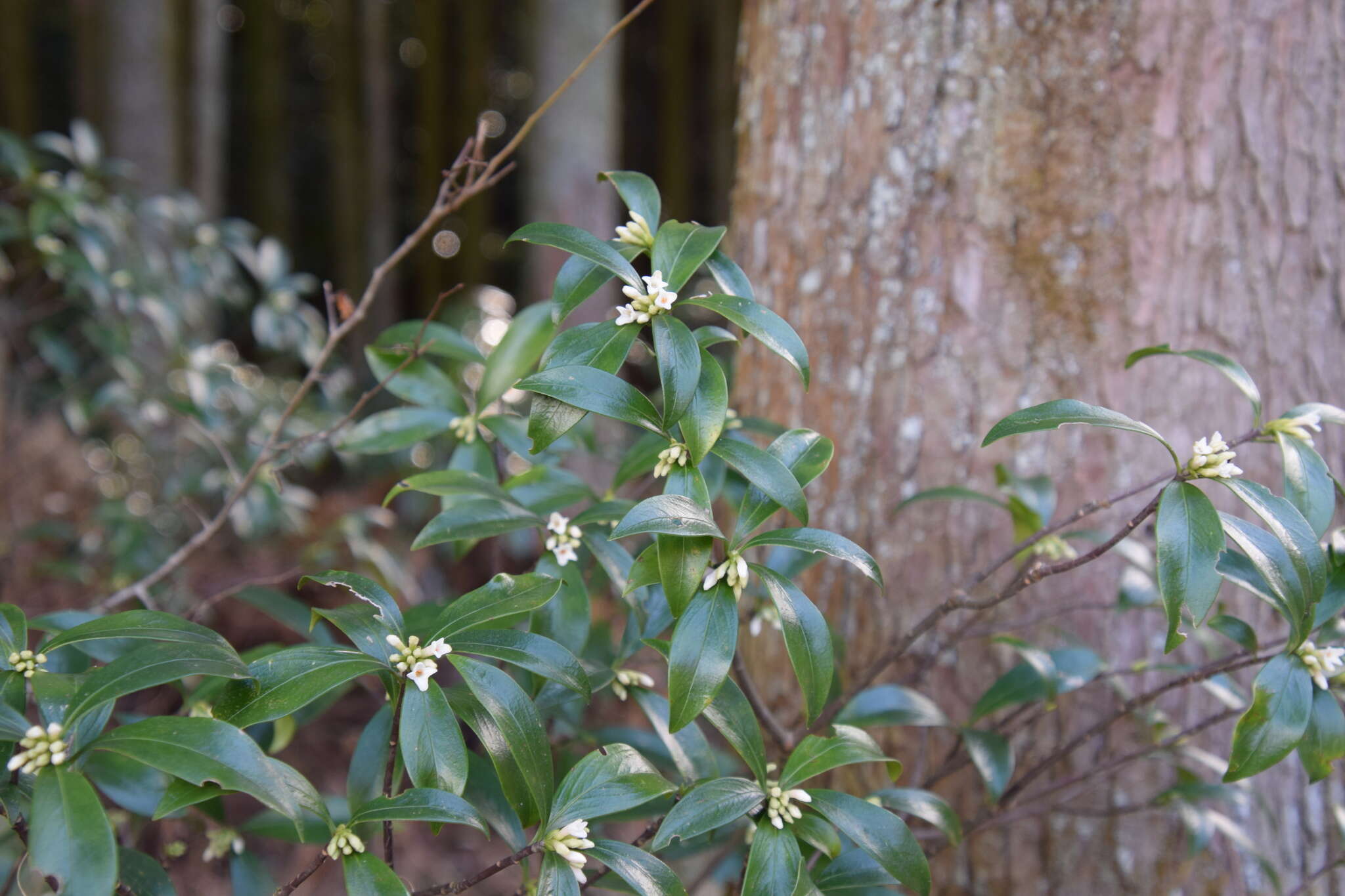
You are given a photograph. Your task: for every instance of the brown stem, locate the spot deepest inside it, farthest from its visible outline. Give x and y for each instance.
(304, 875)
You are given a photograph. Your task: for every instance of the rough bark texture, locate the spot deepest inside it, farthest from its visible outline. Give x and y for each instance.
(973, 207)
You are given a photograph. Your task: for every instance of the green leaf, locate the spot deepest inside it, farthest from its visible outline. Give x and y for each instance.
(761, 322)
(208, 750)
(892, 706)
(1189, 539)
(366, 875)
(499, 599)
(879, 833)
(775, 863)
(730, 276)
(1225, 366)
(523, 343)
(518, 721)
(703, 647)
(420, 382)
(154, 664)
(806, 453)
(366, 590)
(577, 242)
(925, 805)
(1067, 410)
(680, 366)
(704, 421)
(608, 781)
(397, 429)
(475, 519)
(642, 872)
(594, 390)
(70, 836)
(290, 680)
(767, 473)
(422, 803)
(437, 339)
(993, 758)
(821, 542)
(1324, 742)
(707, 807)
(817, 756)
(680, 249)
(527, 651)
(670, 515)
(1275, 721)
(807, 639)
(639, 194)
(1308, 482)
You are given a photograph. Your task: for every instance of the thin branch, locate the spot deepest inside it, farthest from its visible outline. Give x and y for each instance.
(304, 875)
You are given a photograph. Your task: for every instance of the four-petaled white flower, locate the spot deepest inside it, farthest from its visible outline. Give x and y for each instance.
(1212, 459)
(636, 232)
(567, 843)
(630, 679)
(734, 570)
(345, 843)
(1323, 662)
(1298, 426)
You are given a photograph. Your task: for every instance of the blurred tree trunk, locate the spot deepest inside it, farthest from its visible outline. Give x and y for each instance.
(563, 160)
(971, 207)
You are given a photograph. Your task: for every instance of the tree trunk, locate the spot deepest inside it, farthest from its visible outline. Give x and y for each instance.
(970, 207)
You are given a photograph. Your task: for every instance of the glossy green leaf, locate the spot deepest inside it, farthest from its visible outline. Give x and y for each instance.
(993, 758)
(670, 515)
(288, 680)
(1064, 412)
(1189, 539)
(522, 345)
(1228, 367)
(821, 542)
(1275, 721)
(879, 833)
(708, 806)
(598, 391)
(807, 639)
(762, 323)
(577, 242)
(680, 249)
(69, 836)
(397, 429)
(518, 721)
(703, 648)
(680, 366)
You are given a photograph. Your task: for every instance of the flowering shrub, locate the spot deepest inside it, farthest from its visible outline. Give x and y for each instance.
(521, 660)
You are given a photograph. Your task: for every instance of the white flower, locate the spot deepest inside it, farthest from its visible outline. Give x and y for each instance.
(1323, 662)
(1211, 458)
(636, 232)
(345, 843)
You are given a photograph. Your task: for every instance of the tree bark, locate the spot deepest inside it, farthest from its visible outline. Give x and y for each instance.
(971, 207)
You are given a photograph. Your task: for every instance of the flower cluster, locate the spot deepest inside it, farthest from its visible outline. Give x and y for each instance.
(1323, 662)
(41, 747)
(734, 570)
(636, 232)
(27, 661)
(674, 454)
(630, 679)
(1297, 426)
(567, 843)
(565, 539)
(780, 807)
(417, 661)
(642, 307)
(345, 843)
(1211, 458)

_Problem details_: Write out every record above exactly, leaving no picture in the result.

_Answer space_:
You are given a photograph. Your task: for every instance of the brown stem, locate the spot deepest inside it, farthest from its visible outline. Give x and y for each instance.
(304, 875)
You are given a photograph. Your task: for every instance of the rough bark texture, locate the spot deepest inside it, farthest from its visible outline. Give x and y for each instance.
(973, 207)
You are given a photograph. Your task: for every instance of the green leaf, locate the spot deepest inside it, farthest from its visible outline. Give x and y for each instance.
(761, 322)
(208, 750)
(892, 706)
(1189, 539)
(366, 875)
(499, 599)
(879, 833)
(775, 863)
(730, 276)
(1225, 366)
(523, 343)
(518, 721)
(703, 647)
(420, 382)
(154, 664)
(806, 453)
(366, 590)
(577, 242)
(925, 805)
(1067, 410)
(680, 366)
(704, 421)
(608, 781)
(397, 429)
(475, 519)
(642, 872)
(594, 390)
(70, 836)
(290, 680)
(767, 473)
(422, 803)
(437, 339)
(993, 758)
(821, 542)
(1324, 742)
(707, 807)
(817, 756)
(680, 249)
(527, 651)
(670, 515)
(1275, 721)
(807, 639)
(639, 194)
(1308, 482)
You are given a photograph. Your task: for every instance of the thin branch, locate the spot deepest inside it, farthest from its visible outline. Give x and y for each instance.
(304, 875)
You are given a photograph. Your task: for every instance of the four-petaled white flower, locate the spot deepest inside it, farthest from its visible outline. Give x and y for each instance.
(1212, 459)
(636, 232)
(567, 843)
(630, 679)
(734, 570)
(345, 843)
(1323, 662)
(1298, 426)
You are given a photograph. Your task: for every instance of the blurred tree trunk, locate the spot deepest inside it, farthest from its visible outline. Give x and y for each instance.
(563, 160)
(971, 207)
You are given a photograph. Your task: for every instance of the tree trunk, locate the spot deepest inside it, farthest from its visible outline. Give x and y for each instance.
(970, 207)
You are given a photograph. Your task: for every instance of the glossy green leaf, locate the spot deepest inside it, farthest from its visible outline. Give x and y for each instance.
(993, 758)
(670, 515)
(288, 680)
(1064, 412)
(1189, 539)
(522, 345)
(1228, 367)
(821, 542)
(1275, 721)
(879, 833)
(708, 806)
(598, 391)
(807, 639)
(762, 323)
(577, 242)
(680, 249)
(69, 836)
(397, 429)
(518, 721)
(703, 648)
(680, 366)
You are given a photograph. Your task: for every instance of the flowering shrub, locate the spot deepest inside it, farthest from its visible outline. Give x and y for each instance.
(521, 660)
You are given a photograph. Your task: for every instance of the white flower, locate the spot deepest inside it, farthest from its visible outline. Give x and y for each instance.
(1323, 662)
(1211, 458)
(636, 232)
(345, 843)
You are given a photograph. Your task: for every instance of the tree bark, locate the spot deepest inside it, farthest from its visible outline. Give x and y for each instance.
(971, 207)
You are given a photograph. Your task: for every instance of the flower cluster, locate the spot deepest inside it, farthest from its visible outline. Give x and y for each instance.
(1323, 662)
(41, 747)
(734, 570)
(636, 232)
(27, 661)
(674, 454)
(630, 679)
(1297, 426)
(567, 843)
(565, 539)
(780, 807)
(417, 661)
(642, 307)
(345, 843)
(1211, 458)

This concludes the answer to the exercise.